— Available records —
+ + + +

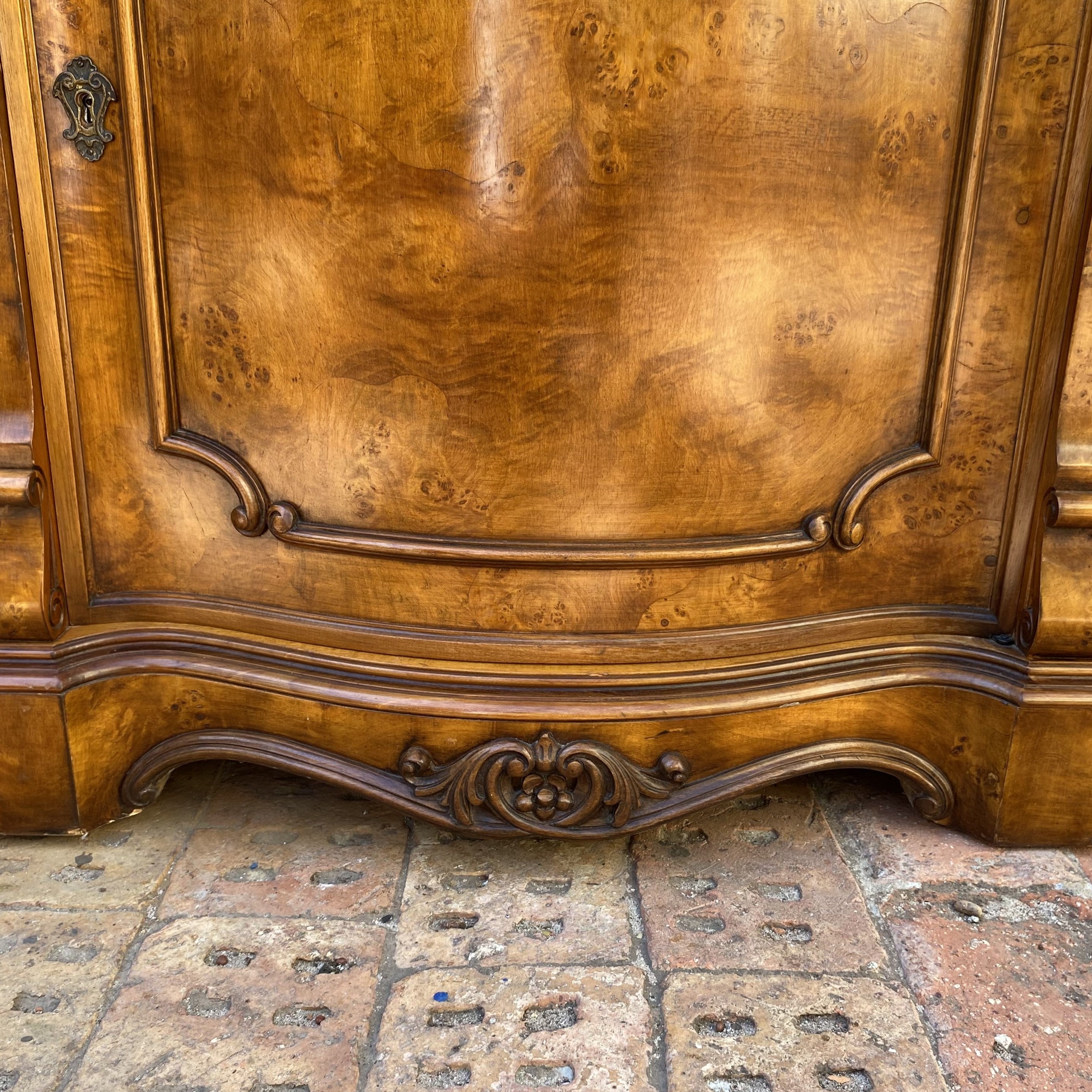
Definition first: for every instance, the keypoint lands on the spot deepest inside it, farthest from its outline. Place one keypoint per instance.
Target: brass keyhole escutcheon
(85, 94)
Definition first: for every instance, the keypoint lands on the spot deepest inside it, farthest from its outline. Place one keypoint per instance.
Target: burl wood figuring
(547, 419)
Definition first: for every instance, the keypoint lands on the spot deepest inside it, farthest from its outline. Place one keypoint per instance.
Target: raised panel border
(844, 526)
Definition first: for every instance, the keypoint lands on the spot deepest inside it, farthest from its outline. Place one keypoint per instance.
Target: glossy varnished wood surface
(680, 377)
(693, 455)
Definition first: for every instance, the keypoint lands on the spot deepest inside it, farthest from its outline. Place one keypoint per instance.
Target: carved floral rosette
(545, 785)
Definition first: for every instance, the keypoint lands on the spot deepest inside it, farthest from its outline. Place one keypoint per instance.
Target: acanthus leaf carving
(543, 787)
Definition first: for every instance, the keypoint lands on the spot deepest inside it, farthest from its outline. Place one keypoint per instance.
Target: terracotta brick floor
(254, 932)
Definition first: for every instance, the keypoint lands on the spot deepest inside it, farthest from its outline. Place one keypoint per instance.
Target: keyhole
(85, 103)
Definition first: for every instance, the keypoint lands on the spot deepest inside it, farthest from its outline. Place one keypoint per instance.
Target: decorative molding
(845, 527)
(611, 795)
(545, 788)
(87, 95)
(1068, 509)
(286, 525)
(23, 487)
(574, 694)
(849, 525)
(169, 434)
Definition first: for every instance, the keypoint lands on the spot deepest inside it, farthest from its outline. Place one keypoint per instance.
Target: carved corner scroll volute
(543, 788)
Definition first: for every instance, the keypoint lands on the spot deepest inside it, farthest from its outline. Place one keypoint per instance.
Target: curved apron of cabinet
(547, 420)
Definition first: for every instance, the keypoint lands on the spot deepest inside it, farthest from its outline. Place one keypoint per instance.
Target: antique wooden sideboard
(543, 417)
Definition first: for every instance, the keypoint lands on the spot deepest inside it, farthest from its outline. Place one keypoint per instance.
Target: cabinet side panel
(36, 795)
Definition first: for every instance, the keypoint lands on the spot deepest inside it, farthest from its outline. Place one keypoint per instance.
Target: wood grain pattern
(678, 377)
(483, 808)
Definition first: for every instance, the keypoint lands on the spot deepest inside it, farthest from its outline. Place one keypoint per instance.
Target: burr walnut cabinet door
(547, 417)
(490, 316)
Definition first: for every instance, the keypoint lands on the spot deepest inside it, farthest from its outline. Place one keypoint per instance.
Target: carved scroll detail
(545, 784)
(580, 790)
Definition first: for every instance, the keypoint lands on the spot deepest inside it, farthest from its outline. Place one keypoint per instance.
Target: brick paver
(254, 932)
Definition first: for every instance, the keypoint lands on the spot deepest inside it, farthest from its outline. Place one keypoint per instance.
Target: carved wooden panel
(581, 268)
(720, 343)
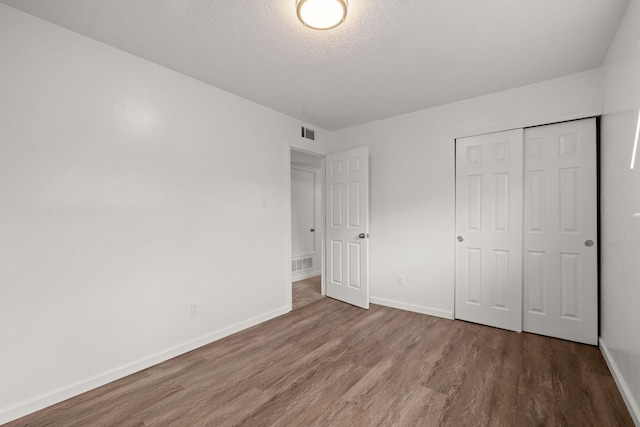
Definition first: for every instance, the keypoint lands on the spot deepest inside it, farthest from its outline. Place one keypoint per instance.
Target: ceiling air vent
(308, 133)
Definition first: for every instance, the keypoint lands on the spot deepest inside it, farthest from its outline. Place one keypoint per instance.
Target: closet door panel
(489, 229)
(560, 231)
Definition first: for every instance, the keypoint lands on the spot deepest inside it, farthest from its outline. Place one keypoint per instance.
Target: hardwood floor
(330, 364)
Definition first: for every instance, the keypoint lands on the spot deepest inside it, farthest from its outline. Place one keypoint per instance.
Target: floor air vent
(301, 264)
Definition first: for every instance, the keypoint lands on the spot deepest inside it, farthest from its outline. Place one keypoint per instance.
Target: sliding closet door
(489, 229)
(560, 231)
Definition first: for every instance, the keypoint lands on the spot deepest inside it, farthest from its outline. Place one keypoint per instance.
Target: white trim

+ + + +

— What this task involves —
List every line of the listing above that contains the word "floor".

— Completed task —
Target: terracotta brick floor
Target: hardwood floor
Target: floor air vent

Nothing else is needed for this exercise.